_PROBLEMS AND TASKS_:
A – In the fried-food thread, rewrite the stretch from "Because you can" through "Fried Coke.", substituting "doughnuts" for "candy bars".
B – In the fried-food thread, how does the poster who likes deep fried snickers describe the outside?
C – Please continue the fried-food thread from its last post.
*** TEXT SECTION Section Begins ***
Because you can never have too many fried foods.
You already know about fried twinkies and fried candy bars. The latest thing at the state fairs:
Fried Coke.
Um, I don't know how fried Coke tastes like. Have you tried it?
No. I just saw mention of it online. From
this description of how it is made, it sounds overly sweet.
So, in 2 days he sold 35,000 at $4.50 each which give me $157500. If correct, not a bad 2 days. Overhead??
Probably costs a whole lot to get a booth at the State Fair, though.
I just tried the link and it was sluggish. So I googled deep-fried coke and all the links were sluggish. I guess it's to replicate how you would be after too many deep fried cokes!:rolleyes:
Can you get deep fried Diet Coke? :p
I have to admit, I like the deep fried snickers. The outside is warm cake and the inside is gooey chocolate/caramel with nuts... yum!
There was a short-lived restaurant in my area that served up what was essentially a deep-fried calzone. It was okay, but overall, pretty unremarkable. I did enjoy the crispiness of the dough, but other than that ... meh.
...deep-fried calzone...
Kinda like a giant fried ravioli? I'd try that, probably once.
*** TEXT SECTION Section Ends ***
*** EXTRACTED INFORMATION Section Begins ***
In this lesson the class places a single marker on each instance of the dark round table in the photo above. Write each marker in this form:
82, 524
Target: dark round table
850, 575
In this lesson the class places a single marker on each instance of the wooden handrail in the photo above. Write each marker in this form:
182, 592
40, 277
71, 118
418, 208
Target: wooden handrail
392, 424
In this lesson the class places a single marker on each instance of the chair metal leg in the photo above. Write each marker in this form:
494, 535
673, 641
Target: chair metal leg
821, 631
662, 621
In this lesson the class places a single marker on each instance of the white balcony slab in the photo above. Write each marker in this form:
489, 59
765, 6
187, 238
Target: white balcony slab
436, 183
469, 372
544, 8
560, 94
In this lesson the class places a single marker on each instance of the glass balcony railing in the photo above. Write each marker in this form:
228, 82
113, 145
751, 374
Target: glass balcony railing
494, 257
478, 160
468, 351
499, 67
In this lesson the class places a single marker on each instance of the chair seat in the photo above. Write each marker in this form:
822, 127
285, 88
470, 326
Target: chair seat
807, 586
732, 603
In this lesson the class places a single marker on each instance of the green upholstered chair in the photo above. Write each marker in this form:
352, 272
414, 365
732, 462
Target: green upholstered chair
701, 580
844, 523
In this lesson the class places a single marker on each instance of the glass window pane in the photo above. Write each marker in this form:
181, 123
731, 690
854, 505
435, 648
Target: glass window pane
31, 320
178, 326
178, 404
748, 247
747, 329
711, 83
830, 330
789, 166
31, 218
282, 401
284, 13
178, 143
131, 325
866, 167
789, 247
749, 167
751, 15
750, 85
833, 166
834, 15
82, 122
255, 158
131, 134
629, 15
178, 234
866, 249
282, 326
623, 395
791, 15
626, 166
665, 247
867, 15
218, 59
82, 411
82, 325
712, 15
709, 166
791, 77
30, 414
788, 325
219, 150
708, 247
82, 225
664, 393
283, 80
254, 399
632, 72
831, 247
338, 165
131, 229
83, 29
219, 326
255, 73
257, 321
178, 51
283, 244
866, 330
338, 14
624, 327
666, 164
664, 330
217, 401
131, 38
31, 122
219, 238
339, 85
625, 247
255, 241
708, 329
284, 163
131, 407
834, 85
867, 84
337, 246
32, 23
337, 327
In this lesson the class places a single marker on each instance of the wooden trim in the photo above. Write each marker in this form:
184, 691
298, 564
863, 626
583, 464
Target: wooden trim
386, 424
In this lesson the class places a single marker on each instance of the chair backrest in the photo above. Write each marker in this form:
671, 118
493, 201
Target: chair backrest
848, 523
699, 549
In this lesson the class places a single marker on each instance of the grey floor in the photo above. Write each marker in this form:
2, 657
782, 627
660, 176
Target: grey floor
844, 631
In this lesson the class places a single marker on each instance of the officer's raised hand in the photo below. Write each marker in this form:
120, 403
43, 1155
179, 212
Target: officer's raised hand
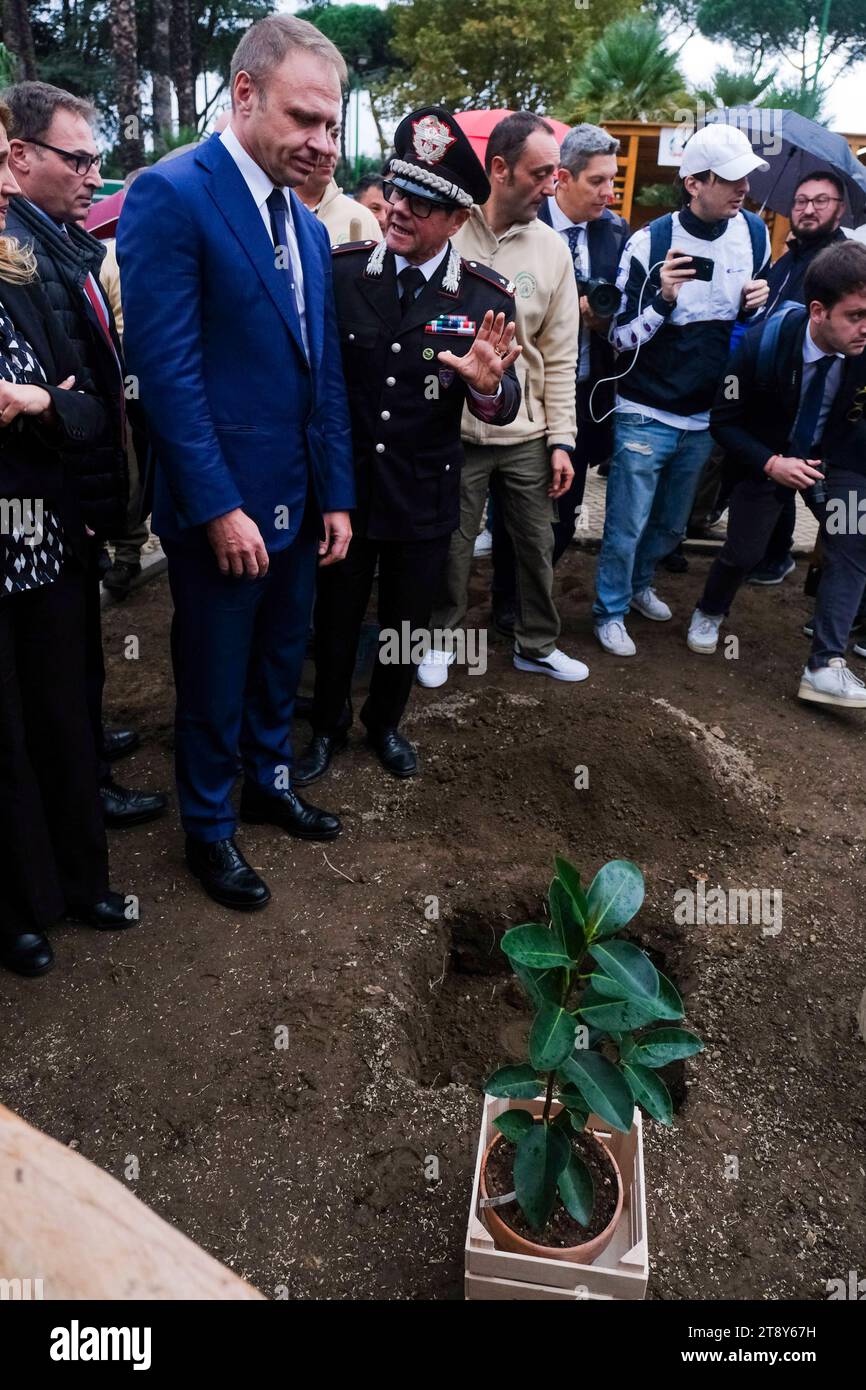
492, 352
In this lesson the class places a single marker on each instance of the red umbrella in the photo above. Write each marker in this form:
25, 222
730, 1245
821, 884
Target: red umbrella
478, 125
102, 218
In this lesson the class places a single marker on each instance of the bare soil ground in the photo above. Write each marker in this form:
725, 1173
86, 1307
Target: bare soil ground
310, 1168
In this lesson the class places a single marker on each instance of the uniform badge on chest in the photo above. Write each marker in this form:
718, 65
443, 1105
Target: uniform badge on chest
452, 324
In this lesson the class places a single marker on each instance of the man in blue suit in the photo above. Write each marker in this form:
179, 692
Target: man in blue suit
230, 330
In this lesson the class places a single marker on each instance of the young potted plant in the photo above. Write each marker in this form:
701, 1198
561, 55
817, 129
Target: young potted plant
548, 1186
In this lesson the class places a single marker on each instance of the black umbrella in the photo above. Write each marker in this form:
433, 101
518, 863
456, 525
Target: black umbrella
793, 146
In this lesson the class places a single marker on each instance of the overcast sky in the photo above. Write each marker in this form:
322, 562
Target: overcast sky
699, 57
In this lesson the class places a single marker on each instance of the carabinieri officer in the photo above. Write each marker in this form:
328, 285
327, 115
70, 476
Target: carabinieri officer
423, 332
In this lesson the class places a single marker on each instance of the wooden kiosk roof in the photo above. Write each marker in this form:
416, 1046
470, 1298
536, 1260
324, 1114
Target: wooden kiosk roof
638, 167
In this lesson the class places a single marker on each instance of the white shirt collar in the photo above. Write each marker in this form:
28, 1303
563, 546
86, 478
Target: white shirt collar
558, 218
812, 352
427, 268
255, 177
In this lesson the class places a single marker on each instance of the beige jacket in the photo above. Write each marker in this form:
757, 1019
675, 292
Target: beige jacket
339, 213
110, 280
535, 259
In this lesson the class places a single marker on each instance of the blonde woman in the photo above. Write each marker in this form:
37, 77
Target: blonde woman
53, 855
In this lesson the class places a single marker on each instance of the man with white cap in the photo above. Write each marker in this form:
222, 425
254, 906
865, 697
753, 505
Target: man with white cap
685, 280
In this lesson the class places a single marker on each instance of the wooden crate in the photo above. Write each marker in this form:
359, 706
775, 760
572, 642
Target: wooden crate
619, 1272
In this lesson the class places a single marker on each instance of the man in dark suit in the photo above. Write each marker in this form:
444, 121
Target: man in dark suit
54, 160
791, 419
595, 236
230, 327
423, 332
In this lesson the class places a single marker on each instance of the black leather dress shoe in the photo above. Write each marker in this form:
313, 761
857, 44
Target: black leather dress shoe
117, 742
114, 912
289, 812
123, 806
225, 875
118, 578
27, 952
316, 758
394, 752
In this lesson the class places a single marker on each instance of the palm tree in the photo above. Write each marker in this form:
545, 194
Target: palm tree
124, 43
628, 74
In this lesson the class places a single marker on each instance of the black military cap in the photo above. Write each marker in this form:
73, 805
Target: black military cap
434, 159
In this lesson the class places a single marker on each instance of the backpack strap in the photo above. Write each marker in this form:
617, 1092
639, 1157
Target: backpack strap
758, 234
769, 342
660, 236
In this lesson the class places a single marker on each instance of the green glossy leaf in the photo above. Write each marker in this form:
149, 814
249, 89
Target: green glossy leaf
667, 1002
602, 1086
562, 1121
649, 1091
541, 1157
665, 1045
535, 945
515, 1123
541, 984
628, 965
566, 920
615, 895
577, 1189
619, 1015
513, 1083
569, 876
552, 1037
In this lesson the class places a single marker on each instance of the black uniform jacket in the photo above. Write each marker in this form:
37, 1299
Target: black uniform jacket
405, 403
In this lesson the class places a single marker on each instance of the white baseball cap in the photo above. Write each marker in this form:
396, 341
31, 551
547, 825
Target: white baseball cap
722, 149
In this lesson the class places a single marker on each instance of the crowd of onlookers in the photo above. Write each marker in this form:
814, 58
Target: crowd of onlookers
701, 377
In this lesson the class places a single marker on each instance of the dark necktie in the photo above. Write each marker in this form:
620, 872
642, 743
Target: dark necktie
410, 281
280, 231
573, 239
805, 430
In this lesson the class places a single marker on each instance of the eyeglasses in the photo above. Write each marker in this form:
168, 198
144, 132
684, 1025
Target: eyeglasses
417, 206
818, 203
81, 163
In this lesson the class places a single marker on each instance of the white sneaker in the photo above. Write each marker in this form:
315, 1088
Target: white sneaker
833, 684
704, 631
651, 605
555, 663
433, 667
615, 638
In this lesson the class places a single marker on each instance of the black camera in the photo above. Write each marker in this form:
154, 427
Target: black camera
603, 296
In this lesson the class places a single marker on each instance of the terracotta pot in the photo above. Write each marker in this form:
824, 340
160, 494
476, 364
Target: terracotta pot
508, 1239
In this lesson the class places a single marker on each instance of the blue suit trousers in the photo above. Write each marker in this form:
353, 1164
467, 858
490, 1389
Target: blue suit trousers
238, 648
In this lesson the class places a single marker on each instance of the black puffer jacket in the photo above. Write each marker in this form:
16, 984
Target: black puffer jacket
64, 263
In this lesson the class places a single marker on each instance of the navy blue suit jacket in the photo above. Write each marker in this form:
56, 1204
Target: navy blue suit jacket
238, 416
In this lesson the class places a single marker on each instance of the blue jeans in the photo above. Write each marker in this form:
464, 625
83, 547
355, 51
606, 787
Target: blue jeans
654, 477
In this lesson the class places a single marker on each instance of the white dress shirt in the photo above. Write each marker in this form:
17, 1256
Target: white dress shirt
563, 224
260, 189
812, 353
*** EXTRACTED INFORMATION Section Ends ***
_SOLVED TASKS_:
A –
Because you can never have too many fried foods.
You already know about fried twinkies and fried doughnuts. The latest thing at the state fairs:
Fried Coke.

B – The outside is warm cake.

C –
Totally different beast. The differences between pizza and ravioli dough are massive. So is the scale between a rav and a calzone. Calzones are usually 8-12" wide, by 4-6" across. It's kind of like a mini stromboli, only there's no internal sauce and ricotta cheese is usually added as an ingredient.
I know what a calzone is, I'm just stretching for a loose metaphor involving something I have actually had fried.
I think the word beast would be right for a fried calzone...
In fact, I just had a calzone for lunch day-before-yesterday. With the ricotta :::drools:::
:::catches Flint's drool in a cup for future DNA testing:::
I grew up in St. Louis where fried ravioli was invented. Practically every Italian restaurant in STL has it on the menu. It's actually very yum.